Text excerpt:
┌──

What factor does to unknown functions' arguments



On 8/25/2011 12:48 PM, Stavros Macrakis wrote:
> It ratsimps the argument then tries to factor.  If it fails to factor, 
> it just returns the ratsimped version. Consider (x-1)/(x-1).  You 
> factor it and get 1.
>
> My example shows that this is not true.  factor( f(x-1/x) ) => f( 
> (x^2-1)/x) and not f((x-1)*(x+1)/x).  It just sratsimp's with 
> ratfac=T.  As for (x-1)/(x-1), the general simplifier simplifies that 
> to 1.

ok, try factor(f ((x^2-1)/(x-1));

I am happier with f(x+1)  than leaving it untouched.

or factor (    f(x^2-1)/(x-1))  *f(x+1)   ) ??

There are lots of other things that you could return from factor.  e.g.
factor(x^2+1) ->  (x-%i)*(x+%i)     as is done by gfactor.  But there 
are lots of algebraic extensions.

as well as other transformations that one could guess at from context.. 
e.g. trig..

cos(2*x)^2
trigreduce(%);

factor(%) ???

>
> By the way, this is more general than just unknown functions as I said 
> in my original mail.  Same thing happens with log or for that matter 
> the exponent in mexpt, e.g. factor(2^(x^2-1)) => 2^(x^2-1), not 
> 2^((x-1)*(x+1)).

└──

Given entries:
┌──

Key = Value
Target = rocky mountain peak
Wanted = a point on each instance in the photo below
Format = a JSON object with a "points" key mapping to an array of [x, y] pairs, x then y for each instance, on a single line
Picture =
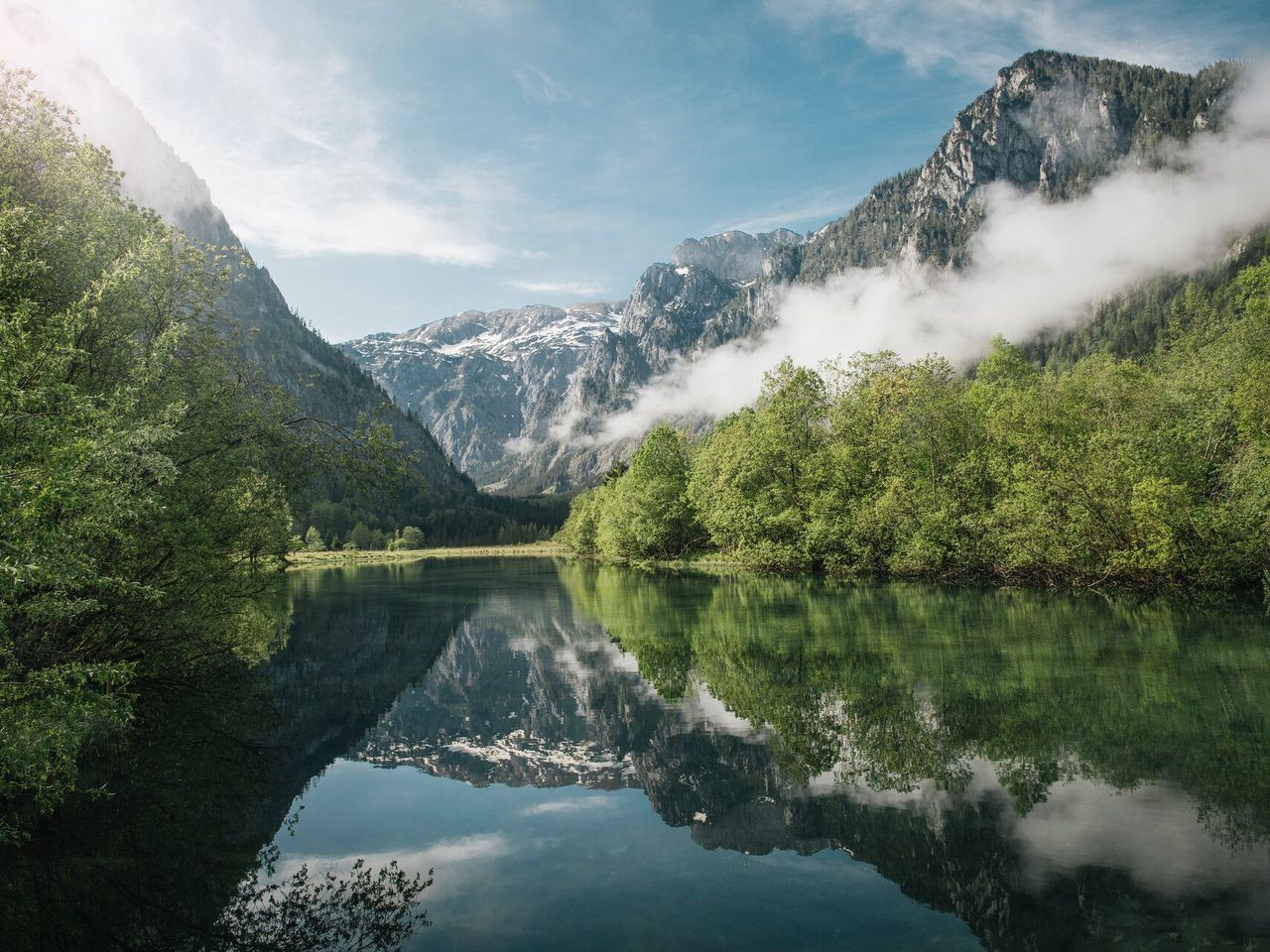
{"points": [[733, 255]]}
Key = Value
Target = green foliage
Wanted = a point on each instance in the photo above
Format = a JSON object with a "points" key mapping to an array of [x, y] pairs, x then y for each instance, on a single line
{"points": [[411, 537], [580, 531], [139, 516], [647, 513], [1150, 472]]}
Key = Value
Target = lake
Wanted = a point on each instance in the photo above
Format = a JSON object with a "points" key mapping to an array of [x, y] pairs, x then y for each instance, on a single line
{"points": [[606, 758]]}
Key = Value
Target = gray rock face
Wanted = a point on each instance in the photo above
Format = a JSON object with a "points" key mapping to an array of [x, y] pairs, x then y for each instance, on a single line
{"points": [[733, 255], [489, 382], [1052, 123]]}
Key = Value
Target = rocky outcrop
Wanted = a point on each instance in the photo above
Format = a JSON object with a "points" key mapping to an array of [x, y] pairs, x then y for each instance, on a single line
{"points": [[1052, 123], [733, 255]]}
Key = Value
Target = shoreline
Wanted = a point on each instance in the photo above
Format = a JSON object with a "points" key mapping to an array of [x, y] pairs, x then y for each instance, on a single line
{"points": [[339, 557]]}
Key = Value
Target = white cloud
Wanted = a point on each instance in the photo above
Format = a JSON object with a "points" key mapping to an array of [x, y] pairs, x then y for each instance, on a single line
{"points": [[285, 130], [976, 37], [557, 287], [570, 806], [1034, 266]]}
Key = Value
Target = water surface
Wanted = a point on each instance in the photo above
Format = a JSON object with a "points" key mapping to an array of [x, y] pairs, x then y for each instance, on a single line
{"points": [[592, 757]]}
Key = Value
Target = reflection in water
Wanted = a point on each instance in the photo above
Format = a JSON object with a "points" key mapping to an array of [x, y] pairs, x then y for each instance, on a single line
{"points": [[173, 856], [1056, 772]]}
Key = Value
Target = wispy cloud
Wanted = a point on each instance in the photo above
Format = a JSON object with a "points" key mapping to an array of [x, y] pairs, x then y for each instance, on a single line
{"points": [[287, 132], [444, 853], [813, 209], [558, 287], [976, 37], [540, 86], [1034, 266], [570, 806]]}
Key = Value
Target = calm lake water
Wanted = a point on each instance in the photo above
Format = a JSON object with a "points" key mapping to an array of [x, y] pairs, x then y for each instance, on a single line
{"points": [[601, 758]]}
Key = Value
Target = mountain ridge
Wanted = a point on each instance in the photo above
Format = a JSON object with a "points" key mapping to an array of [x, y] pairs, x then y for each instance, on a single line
{"points": [[1052, 123]]}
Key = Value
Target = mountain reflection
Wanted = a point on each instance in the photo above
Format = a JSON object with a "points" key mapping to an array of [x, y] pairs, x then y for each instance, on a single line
{"points": [[1061, 774], [1057, 771], [175, 856]]}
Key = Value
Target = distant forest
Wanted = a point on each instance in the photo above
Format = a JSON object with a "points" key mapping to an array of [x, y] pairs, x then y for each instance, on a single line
{"points": [[1134, 452]]}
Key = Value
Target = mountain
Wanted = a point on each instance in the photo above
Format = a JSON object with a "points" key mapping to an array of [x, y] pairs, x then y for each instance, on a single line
{"points": [[322, 381], [495, 388], [733, 255], [484, 380], [1052, 123]]}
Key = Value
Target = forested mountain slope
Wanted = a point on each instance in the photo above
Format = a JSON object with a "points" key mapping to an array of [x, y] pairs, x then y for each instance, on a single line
{"points": [[322, 382], [1052, 123]]}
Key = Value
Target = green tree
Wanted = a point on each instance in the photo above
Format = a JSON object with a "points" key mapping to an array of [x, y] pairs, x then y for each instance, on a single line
{"points": [[645, 512], [140, 522]]}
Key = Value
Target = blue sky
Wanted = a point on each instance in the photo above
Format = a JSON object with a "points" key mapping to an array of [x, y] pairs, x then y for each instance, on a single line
{"points": [[393, 163]]}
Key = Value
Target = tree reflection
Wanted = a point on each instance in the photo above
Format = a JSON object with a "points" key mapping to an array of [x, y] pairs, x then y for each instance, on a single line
{"points": [[893, 685], [367, 910], [171, 858]]}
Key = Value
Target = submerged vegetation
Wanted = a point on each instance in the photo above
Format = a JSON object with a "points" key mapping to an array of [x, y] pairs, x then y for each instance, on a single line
{"points": [[1147, 472]]}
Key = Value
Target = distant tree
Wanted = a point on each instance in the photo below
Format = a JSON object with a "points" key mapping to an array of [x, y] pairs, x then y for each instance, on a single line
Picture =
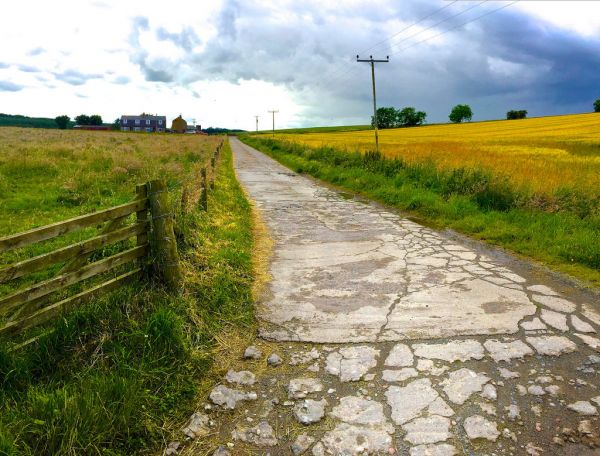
{"points": [[62, 121], [82, 119], [460, 113], [386, 118], [410, 117], [511, 115]]}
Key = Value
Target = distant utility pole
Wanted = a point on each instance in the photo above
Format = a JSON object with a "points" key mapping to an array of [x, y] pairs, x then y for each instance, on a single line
{"points": [[273, 112], [373, 62]]}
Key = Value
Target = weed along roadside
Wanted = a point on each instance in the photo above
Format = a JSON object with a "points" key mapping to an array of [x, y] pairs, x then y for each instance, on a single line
{"points": [[120, 372], [471, 201]]}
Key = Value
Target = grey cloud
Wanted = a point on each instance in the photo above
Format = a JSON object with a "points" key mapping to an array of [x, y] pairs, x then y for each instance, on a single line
{"points": [[186, 39], [504, 61], [36, 51], [28, 69], [75, 77], [6, 86], [121, 80]]}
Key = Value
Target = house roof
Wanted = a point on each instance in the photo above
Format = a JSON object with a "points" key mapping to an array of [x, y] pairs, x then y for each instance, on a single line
{"points": [[147, 116]]}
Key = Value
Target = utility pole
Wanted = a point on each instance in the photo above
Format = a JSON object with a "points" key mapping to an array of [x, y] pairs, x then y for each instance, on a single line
{"points": [[373, 62], [273, 112]]}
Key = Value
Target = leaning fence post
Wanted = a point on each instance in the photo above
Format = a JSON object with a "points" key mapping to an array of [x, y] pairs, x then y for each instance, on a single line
{"points": [[165, 246], [204, 190]]}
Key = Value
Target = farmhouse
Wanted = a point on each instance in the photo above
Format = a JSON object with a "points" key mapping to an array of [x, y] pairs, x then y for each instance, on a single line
{"points": [[144, 122], [179, 125]]}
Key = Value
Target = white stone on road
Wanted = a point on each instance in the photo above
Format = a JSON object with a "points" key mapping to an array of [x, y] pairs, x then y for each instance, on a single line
{"points": [[478, 427], [555, 319], [583, 408], [310, 411], [400, 356], [302, 444], [399, 375], [555, 303], [351, 363], [299, 388], [580, 325], [506, 351], [456, 350], [442, 449], [357, 410], [260, 435], [534, 324], [350, 440], [462, 383], [245, 378], [592, 314], [432, 429], [551, 345], [542, 289], [228, 398], [409, 402], [590, 341]]}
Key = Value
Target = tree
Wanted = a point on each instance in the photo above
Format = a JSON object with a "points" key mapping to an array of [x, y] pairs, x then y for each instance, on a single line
{"points": [[410, 117], [460, 113], [511, 115], [386, 118], [62, 121], [82, 119]]}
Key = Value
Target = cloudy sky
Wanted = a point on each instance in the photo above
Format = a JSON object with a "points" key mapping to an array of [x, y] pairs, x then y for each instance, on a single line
{"points": [[221, 62]]}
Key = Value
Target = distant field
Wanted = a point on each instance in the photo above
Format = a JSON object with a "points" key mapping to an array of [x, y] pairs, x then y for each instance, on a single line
{"points": [[49, 175], [123, 371], [544, 154]]}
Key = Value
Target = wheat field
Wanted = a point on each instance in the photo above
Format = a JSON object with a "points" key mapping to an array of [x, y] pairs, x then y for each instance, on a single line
{"points": [[539, 155]]}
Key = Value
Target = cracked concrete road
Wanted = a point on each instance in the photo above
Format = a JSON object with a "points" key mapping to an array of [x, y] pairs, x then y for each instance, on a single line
{"points": [[349, 271], [384, 337]]}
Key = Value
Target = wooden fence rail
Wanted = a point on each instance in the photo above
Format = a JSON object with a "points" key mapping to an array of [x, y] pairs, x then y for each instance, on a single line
{"points": [[155, 252]]}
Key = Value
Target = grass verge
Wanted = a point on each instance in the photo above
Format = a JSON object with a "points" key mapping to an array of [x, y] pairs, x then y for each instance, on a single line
{"points": [[120, 373], [474, 202]]}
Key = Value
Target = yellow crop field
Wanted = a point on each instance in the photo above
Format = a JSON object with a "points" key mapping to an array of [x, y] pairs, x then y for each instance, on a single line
{"points": [[541, 155]]}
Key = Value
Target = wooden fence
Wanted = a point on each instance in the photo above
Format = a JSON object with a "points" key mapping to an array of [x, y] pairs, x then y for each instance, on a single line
{"points": [[155, 253]]}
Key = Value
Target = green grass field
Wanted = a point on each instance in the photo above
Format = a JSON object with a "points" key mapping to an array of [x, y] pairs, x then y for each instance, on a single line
{"points": [[476, 202], [119, 375]]}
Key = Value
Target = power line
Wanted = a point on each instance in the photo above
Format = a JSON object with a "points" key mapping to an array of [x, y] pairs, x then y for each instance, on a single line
{"points": [[273, 112], [352, 69], [410, 26], [401, 31], [373, 62], [454, 28]]}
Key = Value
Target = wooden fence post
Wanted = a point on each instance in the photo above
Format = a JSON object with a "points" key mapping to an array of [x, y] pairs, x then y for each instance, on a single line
{"points": [[204, 191], [165, 246]]}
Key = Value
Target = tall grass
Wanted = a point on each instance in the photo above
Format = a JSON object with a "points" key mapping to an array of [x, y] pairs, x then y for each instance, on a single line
{"points": [[118, 374], [474, 201]]}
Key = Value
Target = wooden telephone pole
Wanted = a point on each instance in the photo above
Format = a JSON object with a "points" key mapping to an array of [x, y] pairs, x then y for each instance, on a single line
{"points": [[273, 112], [373, 62]]}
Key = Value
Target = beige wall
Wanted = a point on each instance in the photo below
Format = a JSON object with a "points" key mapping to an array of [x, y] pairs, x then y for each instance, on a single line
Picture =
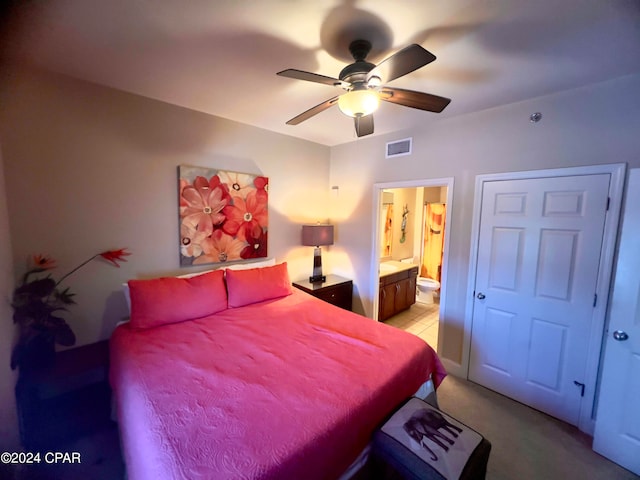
{"points": [[90, 168], [592, 125], [8, 418]]}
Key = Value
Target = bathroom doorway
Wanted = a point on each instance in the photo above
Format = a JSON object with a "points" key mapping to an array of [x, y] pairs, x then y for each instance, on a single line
{"points": [[411, 232]]}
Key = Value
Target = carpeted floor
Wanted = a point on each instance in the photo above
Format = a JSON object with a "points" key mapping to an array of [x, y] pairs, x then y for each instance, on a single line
{"points": [[526, 444]]}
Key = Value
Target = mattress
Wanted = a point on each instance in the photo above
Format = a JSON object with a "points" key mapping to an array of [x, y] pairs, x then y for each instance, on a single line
{"points": [[287, 388]]}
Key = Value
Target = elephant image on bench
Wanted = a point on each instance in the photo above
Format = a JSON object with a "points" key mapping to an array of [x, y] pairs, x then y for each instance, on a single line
{"points": [[426, 424]]}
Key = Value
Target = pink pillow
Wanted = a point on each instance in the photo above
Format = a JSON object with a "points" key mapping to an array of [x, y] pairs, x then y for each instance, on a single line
{"points": [[257, 284], [171, 299]]}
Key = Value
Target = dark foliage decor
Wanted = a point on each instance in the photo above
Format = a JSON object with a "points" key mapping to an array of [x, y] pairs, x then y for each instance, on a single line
{"points": [[37, 305]]}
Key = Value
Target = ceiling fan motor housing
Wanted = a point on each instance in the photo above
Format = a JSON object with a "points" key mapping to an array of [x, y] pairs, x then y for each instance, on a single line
{"points": [[357, 71]]}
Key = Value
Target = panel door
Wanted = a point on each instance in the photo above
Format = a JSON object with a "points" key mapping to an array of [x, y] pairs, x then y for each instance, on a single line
{"points": [[617, 432], [538, 256]]}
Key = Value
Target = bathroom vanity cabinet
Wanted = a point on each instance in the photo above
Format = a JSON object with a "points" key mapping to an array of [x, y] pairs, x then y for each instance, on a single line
{"points": [[397, 292]]}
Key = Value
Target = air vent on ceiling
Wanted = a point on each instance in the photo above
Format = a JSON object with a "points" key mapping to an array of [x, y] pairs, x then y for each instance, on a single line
{"points": [[399, 148]]}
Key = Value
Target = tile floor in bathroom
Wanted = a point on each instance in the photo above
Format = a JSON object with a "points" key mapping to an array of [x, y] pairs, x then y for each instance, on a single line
{"points": [[421, 320]]}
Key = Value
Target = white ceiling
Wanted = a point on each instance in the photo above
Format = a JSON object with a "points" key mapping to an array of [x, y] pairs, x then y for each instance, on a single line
{"points": [[221, 57]]}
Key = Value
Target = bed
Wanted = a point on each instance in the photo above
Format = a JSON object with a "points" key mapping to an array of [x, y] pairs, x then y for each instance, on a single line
{"points": [[270, 383]]}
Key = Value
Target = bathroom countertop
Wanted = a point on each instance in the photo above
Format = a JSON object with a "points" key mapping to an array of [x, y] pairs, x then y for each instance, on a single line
{"points": [[393, 266]]}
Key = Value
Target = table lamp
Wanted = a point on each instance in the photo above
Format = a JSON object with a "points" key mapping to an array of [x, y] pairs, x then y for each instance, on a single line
{"points": [[317, 236]]}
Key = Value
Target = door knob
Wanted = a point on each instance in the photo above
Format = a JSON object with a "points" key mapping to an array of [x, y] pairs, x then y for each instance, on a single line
{"points": [[620, 335]]}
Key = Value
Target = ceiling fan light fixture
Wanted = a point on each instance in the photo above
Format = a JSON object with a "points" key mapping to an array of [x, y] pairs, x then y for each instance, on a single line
{"points": [[359, 103]]}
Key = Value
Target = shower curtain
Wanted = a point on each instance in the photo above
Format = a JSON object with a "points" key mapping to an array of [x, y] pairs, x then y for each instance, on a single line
{"points": [[433, 238]]}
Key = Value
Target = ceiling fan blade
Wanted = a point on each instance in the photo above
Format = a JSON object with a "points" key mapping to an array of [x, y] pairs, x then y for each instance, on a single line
{"points": [[411, 98], [313, 111], [364, 125], [312, 77], [402, 62]]}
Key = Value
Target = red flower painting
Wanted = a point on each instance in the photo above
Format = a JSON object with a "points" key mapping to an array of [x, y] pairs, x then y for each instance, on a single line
{"points": [[224, 215]]}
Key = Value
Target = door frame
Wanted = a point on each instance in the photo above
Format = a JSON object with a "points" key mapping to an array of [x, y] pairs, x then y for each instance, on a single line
{"points": [[374, 283], [586, 421]]}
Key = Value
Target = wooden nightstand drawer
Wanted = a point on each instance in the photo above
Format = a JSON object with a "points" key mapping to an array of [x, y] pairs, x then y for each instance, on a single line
{"points": [[336, 290]]}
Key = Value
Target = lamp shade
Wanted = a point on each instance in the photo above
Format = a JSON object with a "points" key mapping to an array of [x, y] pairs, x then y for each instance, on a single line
{"points": [[359, 103], [317, 235]]}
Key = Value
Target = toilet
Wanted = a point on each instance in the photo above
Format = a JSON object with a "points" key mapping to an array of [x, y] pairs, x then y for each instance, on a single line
{"points": [[426, 287]]}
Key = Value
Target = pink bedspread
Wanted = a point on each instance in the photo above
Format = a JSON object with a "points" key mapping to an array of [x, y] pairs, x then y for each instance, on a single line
{"points": [[290, 388]]}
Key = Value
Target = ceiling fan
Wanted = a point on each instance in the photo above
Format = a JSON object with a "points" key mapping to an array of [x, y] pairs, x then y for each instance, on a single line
{"points": [[364, 87]]}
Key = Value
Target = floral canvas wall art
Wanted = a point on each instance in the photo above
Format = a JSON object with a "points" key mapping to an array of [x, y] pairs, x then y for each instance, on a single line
{"points": [[224, 215]]}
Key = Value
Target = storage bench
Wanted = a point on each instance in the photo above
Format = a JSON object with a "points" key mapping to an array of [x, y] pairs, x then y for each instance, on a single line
{"points": [[421, 442]]}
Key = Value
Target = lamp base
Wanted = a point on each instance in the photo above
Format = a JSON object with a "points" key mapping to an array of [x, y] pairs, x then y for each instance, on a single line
{"points": [[317, 276]]}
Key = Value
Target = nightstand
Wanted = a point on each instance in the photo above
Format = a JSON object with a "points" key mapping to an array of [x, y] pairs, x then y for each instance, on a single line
{"points": [[336, 290], [64, 401]]}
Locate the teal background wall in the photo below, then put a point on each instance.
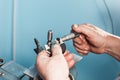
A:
(35, 17)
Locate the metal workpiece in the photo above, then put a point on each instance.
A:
(49, 37)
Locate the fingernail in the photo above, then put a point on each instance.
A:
(75, 25)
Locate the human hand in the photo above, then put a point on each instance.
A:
(69, 57)
(91, 39)
(54, 67)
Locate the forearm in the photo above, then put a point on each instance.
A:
(113, 46)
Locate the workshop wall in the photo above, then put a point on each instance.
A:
(6, 8)
(36, 17)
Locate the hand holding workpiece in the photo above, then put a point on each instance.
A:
(94, 39)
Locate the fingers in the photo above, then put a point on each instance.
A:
(56, 50)
(70, 59)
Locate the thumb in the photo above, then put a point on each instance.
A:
(56, 50)
(81, 28)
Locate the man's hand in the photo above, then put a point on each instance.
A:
(91, 39)
(94, 39)
(52, 68)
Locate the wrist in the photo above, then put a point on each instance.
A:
(113, 46)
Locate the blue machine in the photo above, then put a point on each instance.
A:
(35, 17)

└──

Stated goal: Pick up the discussion of what factor does to the arguments of unknown functions and continue it from its last line.

Output for this exercise:
>
>            -s
>
> On Thu, Aug 25, 2011 at 15:38, Richard Fateman 
> <fateman at eecs.berkeley.edu <mailto:fateman at eecs.berkeley.edu>> wrote:
>
>     On 8/25/2011 11:55 AM, Stavros Macrakis wrote:
>>     factor( f(x-1/x) ) => f( (x^2-1)/x)
>>
>>     That is, factor calls sratsimp (with ratfac=T) on the arguments
>>     of unknown functions, even though it doesn't actually factor them.
>>
>>     This seems peculiar.  Either it should map over all the arguments
>>     of f, giving f((x-1)*(x+1)/x), or it should leave them completely
>>     untouched, returning f(x-1/x).
>>
>>     Is there any disagreement about this?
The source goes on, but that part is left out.